> **DIRECTIONS**: Could you print exactly the lines of the listing below, starting at the line that has "Query: woman's hand" and ending at the line that has "the woman's forehead", and only those lines?

(Beginning of MATERIAL TO PROCESS)

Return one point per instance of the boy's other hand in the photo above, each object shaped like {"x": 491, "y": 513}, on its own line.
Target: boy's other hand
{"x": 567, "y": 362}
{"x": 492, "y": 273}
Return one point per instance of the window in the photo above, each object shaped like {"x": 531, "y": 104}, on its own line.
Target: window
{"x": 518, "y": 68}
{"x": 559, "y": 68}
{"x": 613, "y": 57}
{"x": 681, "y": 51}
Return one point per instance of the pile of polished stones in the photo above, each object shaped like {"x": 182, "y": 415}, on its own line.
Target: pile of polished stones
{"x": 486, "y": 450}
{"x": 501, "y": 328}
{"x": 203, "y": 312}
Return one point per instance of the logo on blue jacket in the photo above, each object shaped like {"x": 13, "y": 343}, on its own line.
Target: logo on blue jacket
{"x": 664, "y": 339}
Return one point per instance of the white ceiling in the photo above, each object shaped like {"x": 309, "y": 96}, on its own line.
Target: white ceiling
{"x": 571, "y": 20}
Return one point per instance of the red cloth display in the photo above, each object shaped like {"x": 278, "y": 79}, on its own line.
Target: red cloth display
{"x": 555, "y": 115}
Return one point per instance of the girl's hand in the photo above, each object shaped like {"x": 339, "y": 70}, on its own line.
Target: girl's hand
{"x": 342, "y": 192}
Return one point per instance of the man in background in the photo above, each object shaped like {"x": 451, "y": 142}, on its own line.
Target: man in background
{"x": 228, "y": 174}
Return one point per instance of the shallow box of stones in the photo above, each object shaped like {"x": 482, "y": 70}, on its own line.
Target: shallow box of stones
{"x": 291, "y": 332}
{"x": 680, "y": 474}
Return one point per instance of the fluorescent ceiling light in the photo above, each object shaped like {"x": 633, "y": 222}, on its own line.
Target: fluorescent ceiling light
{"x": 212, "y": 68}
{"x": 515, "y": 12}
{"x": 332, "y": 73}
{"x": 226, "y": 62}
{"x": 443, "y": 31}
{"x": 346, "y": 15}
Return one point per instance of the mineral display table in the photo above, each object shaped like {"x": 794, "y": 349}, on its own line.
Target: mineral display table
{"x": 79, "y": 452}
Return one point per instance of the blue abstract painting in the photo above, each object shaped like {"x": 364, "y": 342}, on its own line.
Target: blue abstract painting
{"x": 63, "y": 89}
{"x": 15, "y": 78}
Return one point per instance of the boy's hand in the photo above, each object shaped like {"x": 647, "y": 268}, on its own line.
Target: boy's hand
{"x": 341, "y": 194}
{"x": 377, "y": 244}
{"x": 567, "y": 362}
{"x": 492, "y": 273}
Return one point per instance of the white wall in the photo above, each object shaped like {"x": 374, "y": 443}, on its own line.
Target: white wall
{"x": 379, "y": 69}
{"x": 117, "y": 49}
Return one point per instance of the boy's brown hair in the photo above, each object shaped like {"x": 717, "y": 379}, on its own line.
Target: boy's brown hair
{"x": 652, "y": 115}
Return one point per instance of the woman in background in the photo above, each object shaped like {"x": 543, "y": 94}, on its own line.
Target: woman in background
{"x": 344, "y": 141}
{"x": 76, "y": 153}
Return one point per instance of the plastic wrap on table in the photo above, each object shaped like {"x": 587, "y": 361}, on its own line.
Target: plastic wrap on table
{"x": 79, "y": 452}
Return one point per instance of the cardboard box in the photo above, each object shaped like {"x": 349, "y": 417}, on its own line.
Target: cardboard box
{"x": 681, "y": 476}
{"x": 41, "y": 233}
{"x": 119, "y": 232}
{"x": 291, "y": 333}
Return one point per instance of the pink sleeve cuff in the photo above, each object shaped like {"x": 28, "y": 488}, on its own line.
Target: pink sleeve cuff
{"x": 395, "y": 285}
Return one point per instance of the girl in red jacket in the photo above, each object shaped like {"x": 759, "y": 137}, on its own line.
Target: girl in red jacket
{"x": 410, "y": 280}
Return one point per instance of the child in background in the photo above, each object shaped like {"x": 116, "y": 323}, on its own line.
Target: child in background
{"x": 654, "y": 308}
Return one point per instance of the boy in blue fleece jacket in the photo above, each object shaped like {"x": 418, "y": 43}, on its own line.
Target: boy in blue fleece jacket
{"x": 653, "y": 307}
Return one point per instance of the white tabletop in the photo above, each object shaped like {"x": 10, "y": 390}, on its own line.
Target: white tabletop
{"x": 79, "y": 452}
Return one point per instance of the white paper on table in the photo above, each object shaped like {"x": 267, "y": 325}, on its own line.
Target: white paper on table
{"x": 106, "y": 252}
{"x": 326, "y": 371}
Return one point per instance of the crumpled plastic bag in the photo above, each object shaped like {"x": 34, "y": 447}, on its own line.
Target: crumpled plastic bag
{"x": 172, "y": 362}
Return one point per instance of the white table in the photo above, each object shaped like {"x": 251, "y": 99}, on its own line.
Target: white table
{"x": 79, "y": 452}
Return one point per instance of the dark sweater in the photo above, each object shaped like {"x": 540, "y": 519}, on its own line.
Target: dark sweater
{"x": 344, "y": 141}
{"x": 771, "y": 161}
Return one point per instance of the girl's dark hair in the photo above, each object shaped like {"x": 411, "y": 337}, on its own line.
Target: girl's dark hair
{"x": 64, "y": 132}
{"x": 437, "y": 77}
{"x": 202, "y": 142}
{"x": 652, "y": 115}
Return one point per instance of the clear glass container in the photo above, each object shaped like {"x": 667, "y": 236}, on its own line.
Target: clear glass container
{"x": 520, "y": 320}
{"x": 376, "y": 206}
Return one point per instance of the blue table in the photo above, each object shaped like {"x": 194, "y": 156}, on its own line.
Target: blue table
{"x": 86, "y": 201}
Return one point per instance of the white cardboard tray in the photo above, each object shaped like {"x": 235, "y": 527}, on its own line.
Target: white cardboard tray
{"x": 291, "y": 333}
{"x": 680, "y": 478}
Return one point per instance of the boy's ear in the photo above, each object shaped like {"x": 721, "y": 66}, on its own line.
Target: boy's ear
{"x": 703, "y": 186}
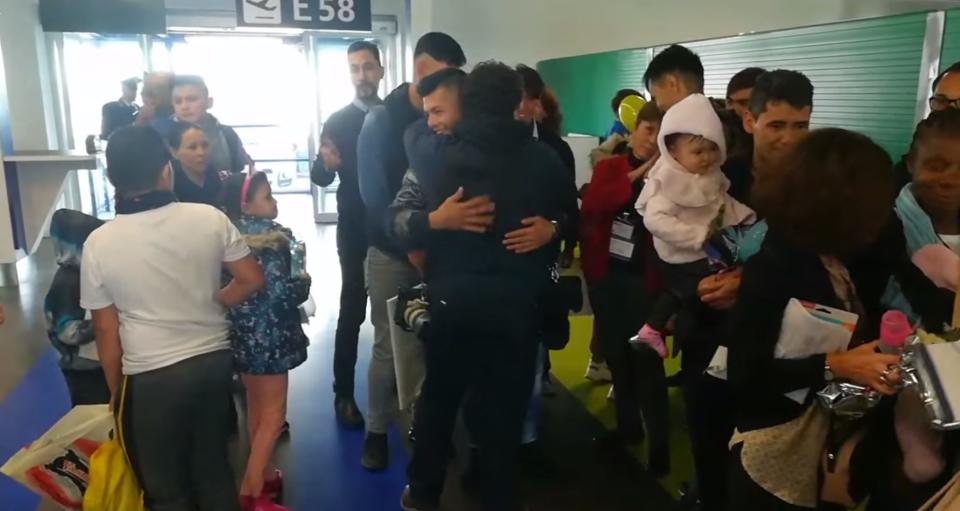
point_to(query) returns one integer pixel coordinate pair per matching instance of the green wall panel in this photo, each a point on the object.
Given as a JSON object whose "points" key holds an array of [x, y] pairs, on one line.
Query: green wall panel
{"points": [[865, 73], [951, 40], [586, 84]]}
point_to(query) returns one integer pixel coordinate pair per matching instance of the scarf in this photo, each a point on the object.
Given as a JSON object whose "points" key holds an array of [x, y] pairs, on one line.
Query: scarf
{"points": [[926, 250], [146, 202], [917, 226]]}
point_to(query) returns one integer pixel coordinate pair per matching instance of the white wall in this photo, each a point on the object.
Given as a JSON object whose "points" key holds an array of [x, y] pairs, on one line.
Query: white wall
{"points": [[32, 112], [528, 31]]}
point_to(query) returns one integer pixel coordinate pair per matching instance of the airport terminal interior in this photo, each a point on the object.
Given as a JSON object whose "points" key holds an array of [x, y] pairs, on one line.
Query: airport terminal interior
{"points": [[823, 134]]}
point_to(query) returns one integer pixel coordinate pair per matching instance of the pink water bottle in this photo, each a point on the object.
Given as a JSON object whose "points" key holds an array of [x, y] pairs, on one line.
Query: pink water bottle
{"points": [[894, 330]]}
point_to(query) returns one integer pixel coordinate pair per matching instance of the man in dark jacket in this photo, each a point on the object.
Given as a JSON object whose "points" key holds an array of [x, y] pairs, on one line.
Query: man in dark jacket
{"points": [[191, 103], [529, 111], [485, 298], [338, 156], [120, 113], [381, 164]]}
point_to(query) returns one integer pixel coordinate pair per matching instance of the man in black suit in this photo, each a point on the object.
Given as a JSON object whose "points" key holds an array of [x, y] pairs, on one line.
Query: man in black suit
{"points": [[120, 113]]}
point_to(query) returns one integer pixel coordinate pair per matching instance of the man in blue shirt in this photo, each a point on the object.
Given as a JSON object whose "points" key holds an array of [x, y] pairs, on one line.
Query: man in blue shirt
{"points": [[381, 164]]}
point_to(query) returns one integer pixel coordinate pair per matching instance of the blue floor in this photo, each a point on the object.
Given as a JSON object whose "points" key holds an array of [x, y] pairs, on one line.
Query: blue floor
{"points": [[322, 460]]}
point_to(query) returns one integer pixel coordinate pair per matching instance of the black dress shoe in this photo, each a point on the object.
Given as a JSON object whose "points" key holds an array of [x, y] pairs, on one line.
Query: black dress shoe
{"points": [[407, 503], [615, 441], [348, 415], [535, 461], [658, 461], [376, 455]]}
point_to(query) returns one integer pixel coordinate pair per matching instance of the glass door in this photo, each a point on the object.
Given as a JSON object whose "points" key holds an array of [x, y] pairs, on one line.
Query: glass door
{"points": [[93, 68], [260, 86]]}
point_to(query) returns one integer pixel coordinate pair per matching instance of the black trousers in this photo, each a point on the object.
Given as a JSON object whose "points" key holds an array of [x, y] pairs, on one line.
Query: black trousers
{"points": [[352, 250], [620, 308], [87, 387], [709, 402], [175, 426], [482, 342]]}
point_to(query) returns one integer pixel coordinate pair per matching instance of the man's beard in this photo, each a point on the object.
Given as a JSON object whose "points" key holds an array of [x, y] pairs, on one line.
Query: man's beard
{"points": [[366, 91]]}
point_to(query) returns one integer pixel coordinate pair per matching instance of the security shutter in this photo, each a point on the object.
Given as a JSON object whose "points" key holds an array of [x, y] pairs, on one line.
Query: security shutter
{"points": [[586, 84], [865, 73]]}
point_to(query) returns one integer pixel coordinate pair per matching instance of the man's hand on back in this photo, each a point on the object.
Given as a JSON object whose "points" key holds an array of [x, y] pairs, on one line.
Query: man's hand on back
{"points": [[331, 157], [455, 214], [538, 232], [720, 291]]}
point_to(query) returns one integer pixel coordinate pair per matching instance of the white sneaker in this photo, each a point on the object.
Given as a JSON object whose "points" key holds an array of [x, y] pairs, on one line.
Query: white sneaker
{"points": [[598, 372]]}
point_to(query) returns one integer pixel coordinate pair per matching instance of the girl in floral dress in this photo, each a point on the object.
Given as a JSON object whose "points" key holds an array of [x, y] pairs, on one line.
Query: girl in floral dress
{"points": [[267, 338]]}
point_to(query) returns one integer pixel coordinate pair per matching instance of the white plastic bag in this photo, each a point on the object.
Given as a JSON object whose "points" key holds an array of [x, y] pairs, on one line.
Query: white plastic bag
{"points": [[57, 465]]}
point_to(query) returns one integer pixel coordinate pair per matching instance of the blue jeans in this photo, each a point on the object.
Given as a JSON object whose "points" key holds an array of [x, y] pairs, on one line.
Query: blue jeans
{"points": [[531, 422]]}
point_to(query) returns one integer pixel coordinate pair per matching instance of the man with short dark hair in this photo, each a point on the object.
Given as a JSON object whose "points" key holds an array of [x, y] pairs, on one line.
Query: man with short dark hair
{"points": [[779, 118], [191, 103], [338, 156], [121, 113], [674, 74], [946, 89], [157, 96], [381, 164], [485, 298], [740, 87]]}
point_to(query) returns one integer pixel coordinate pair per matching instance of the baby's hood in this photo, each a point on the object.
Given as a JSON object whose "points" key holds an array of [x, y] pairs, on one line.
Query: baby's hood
{"points": [[694, 115]]}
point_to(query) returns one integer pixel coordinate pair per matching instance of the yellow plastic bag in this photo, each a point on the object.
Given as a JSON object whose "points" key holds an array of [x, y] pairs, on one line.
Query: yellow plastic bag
{"points": [[113, 486]]}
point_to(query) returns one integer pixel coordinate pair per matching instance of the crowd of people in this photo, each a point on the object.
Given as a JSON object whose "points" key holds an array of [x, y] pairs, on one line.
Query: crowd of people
{"points": [[701, 222]]}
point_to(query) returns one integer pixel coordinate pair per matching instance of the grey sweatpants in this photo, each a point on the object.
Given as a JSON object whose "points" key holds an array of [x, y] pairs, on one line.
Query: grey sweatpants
{"points": [[385, 275], [175, 427]]}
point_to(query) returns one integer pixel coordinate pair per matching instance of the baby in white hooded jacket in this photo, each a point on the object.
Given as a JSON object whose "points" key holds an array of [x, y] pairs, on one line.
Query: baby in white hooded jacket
{"points": [[684, 202]]}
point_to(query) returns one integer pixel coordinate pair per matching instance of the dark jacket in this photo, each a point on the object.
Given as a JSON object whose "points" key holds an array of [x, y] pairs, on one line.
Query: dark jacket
{"points": [[343, 129], [382, 162], [67, 326], [779, 272], [500, 159], [570, 234], [116, 115], [187, 191]]}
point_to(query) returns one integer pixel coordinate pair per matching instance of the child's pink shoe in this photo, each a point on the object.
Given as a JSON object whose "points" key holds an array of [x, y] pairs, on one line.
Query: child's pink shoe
{"points": [[652, 338], [261, 503]]}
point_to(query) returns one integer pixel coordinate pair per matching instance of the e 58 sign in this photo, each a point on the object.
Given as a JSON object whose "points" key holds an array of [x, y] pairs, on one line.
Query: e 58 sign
{"points": [[352, 15]]}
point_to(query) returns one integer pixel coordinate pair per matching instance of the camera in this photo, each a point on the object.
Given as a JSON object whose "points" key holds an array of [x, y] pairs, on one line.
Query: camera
{"points": [[412, 313]]}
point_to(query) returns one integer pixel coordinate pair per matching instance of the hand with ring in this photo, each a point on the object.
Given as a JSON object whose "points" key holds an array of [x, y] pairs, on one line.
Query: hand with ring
{"points": [[865, 366]]}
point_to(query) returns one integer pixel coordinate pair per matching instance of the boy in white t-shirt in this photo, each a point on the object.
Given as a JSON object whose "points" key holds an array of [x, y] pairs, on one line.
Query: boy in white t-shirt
{"points": [[151, 278]]}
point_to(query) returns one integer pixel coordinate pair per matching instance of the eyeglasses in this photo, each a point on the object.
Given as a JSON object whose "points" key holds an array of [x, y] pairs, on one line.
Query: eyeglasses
{"points": [[941, 102]]}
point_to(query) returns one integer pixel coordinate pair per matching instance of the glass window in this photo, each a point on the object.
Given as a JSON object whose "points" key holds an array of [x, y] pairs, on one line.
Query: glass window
{"points": [[94, 68]]}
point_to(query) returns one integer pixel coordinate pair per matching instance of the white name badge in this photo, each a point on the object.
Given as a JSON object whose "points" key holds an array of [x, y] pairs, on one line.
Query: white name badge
{"points": [[622, 229], [621, 249]]}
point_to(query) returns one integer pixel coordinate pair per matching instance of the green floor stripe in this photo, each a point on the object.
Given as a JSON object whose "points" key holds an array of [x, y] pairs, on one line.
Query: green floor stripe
{"points": [[569, 366]]}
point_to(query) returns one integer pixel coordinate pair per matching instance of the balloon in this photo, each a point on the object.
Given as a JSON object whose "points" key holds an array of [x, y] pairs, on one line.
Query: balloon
{"points": [[629, 110]]}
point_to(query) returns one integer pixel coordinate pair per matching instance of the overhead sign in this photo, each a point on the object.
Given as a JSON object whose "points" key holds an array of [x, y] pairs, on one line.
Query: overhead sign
{"points": [[351, 15]]}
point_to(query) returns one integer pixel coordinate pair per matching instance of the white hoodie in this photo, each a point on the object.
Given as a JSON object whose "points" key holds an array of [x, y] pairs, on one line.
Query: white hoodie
{"points": [[679, 206]]}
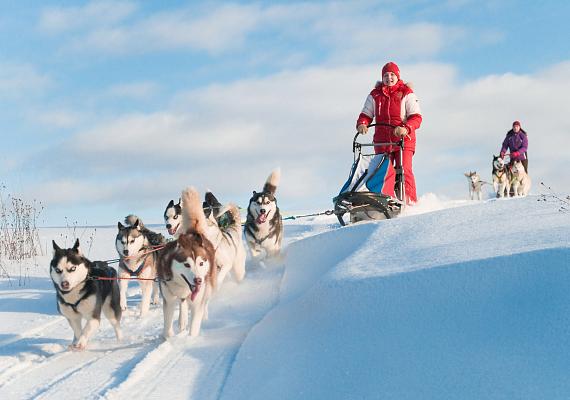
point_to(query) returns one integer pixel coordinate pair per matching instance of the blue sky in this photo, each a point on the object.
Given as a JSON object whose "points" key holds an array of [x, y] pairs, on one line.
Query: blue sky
{"points": [[108, 108]]}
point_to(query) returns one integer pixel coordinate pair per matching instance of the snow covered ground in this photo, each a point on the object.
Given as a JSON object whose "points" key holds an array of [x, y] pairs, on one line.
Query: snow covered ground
{"points": [[455, 300]]}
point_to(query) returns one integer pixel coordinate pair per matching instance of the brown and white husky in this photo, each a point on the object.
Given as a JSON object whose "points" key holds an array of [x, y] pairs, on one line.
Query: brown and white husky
{"points": [[187, 269]]}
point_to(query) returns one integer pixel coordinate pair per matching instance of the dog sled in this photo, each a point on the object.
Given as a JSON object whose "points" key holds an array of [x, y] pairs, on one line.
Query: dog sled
{"points": [[362, 196]]}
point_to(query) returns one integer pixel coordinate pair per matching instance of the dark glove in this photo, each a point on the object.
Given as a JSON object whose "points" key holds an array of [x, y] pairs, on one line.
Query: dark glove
{"points": [[401, 131], [362, 129]]}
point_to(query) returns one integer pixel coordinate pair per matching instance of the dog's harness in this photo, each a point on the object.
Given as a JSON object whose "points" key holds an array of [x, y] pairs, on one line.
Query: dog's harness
{"points": [[74, 305], [500, 171], [260, 241], [194, 288], [138, 271]]}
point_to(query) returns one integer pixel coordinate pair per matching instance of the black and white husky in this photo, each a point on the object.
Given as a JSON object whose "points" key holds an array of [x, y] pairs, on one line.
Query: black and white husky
{"points": [[81, 296], [475, 185], [520, 181], [138, 259], [501, 178], [172, 217], [187, 269], [263, 227]]}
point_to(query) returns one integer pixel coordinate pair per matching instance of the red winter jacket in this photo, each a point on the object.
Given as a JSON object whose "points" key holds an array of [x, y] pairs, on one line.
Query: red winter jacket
{"points": [[395, 105]]}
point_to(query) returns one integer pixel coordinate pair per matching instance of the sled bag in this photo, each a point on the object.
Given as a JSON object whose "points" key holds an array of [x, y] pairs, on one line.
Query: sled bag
{"points": [[368, 174]]}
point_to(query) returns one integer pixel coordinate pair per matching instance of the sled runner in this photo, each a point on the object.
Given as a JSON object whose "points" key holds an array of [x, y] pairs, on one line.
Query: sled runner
{"points": [[362, 196]]}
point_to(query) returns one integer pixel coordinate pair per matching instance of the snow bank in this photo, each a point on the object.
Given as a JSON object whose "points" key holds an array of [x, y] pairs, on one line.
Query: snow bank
{"points": [[365, 313]]}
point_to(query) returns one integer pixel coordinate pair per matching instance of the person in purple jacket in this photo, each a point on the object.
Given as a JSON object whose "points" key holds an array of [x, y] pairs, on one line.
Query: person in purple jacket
{"points": [[516, 142]]}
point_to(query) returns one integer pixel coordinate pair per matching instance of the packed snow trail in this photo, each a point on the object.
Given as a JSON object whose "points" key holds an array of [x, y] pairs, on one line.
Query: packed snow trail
{"points": [[35, 362], [447, 304]]}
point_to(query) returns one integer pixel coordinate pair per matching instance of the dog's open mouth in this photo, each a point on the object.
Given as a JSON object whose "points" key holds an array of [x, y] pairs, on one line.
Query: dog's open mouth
{"points": [[194, 288], [261, 218], [172, 231]]}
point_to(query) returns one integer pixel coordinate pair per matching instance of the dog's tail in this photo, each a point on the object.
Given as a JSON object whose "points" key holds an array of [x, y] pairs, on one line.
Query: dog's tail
{"points": [[132, 220], [210, 201], [234, 214], [193, 218], [272, 181]]}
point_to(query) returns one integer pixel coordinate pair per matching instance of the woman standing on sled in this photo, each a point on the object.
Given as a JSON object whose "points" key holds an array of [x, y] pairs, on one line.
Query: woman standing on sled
{"points": [[394, 105], [516, 142]]}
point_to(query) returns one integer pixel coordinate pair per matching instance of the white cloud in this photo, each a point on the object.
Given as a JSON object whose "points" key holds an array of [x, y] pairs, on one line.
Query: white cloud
{"points": [[56, 20], [136, 90], [21, 80], [229, 137], [58, 118], [347, 32]]}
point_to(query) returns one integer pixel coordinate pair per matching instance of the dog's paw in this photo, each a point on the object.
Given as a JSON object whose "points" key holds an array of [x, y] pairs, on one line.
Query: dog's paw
{"points": [[79, 346]]}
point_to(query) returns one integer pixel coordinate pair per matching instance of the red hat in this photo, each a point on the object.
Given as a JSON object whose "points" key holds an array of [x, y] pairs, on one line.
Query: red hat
{"points": [[391, 67]]}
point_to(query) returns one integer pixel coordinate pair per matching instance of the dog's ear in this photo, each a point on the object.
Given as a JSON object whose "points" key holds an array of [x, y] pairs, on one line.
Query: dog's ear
{"points": [[76, 247]]}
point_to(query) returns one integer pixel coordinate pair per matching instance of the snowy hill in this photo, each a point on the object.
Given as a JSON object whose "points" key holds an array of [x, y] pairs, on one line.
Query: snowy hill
{"points": [[470, 301]]}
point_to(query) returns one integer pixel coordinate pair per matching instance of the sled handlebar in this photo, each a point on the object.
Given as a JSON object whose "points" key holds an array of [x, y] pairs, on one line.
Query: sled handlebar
{"points": [[357, 145]]}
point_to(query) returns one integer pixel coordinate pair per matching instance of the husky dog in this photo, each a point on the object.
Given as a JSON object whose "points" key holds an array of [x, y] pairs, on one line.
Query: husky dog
{"points": [[223, 230], [187, 269], [475, 184], [172, 218], [173, 213], [80, 296], [501, 177], [263, 227], [520, 181], [137, 260]]}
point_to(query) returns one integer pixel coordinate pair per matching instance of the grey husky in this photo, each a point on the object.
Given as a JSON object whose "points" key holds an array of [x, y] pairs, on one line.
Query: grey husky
{"points": [[263, 227], [501, 177], [80, 295], [173, 213], [136, 246]]}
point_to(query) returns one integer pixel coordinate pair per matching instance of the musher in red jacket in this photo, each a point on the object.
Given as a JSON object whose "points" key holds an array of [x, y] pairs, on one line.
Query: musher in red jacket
{"points": [[393, 102]]}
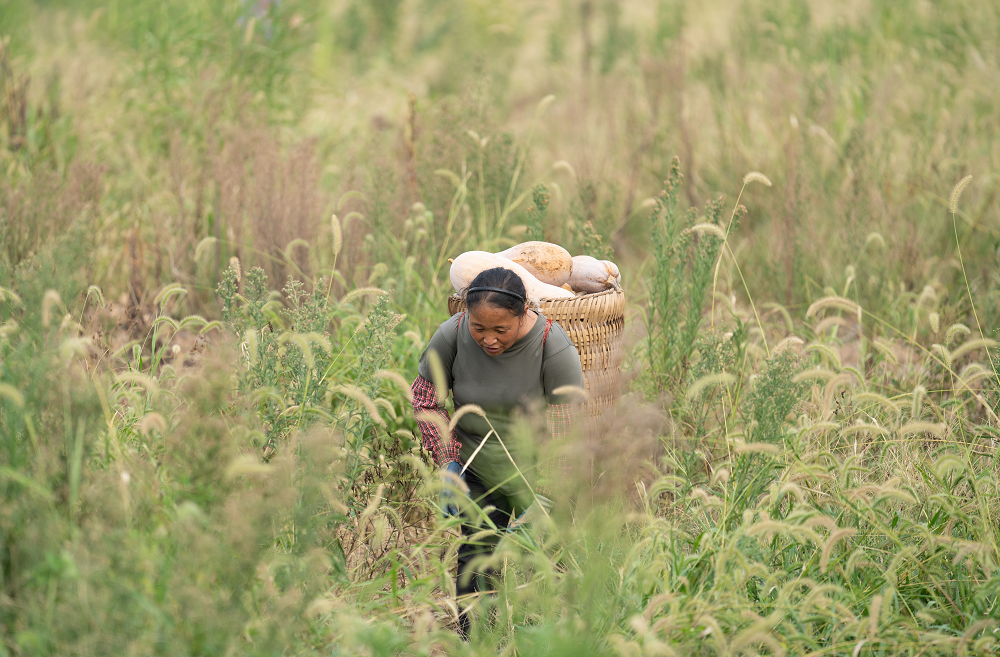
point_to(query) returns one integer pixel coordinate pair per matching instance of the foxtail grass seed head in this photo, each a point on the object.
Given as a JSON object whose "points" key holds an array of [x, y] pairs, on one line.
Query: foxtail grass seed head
{"points": [[338, 238], [956, 193], [756, 176]]}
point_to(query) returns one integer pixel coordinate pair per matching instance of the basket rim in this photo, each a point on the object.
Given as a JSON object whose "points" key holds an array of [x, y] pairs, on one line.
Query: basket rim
{"points": [[581, 297]]}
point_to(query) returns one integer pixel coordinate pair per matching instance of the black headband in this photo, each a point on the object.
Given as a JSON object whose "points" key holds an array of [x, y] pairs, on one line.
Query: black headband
{"points": [[496, 289]]}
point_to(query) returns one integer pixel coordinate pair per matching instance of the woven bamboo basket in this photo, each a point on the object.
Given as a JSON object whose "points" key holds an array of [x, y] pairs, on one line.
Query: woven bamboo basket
{"points": [[595, 323]]}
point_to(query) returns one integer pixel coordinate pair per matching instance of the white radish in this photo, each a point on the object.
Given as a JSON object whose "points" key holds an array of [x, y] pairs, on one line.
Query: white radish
{"points": [[592, 275], [471, 263], [549, 263]]}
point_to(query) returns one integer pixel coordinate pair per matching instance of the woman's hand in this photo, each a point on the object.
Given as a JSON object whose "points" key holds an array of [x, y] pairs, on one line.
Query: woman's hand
{"points": [[452, 477]]}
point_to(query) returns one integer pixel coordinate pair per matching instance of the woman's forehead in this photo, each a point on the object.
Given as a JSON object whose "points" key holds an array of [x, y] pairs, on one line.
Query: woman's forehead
{"points": [[488, 315]]}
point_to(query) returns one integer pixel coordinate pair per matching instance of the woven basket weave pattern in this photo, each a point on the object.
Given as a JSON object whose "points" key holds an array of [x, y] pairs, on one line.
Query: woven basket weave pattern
{"points": [[595, 323]]}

(End of MATERIAL TO PROCESS)

> **EXERCISE RESULT**:
Query: woman's hand
{"points": [[452, 477]]}
point_to(query) returns one integer pixel coordinate pair per matching instance of the woman's forehead in this photo, each a point on the object.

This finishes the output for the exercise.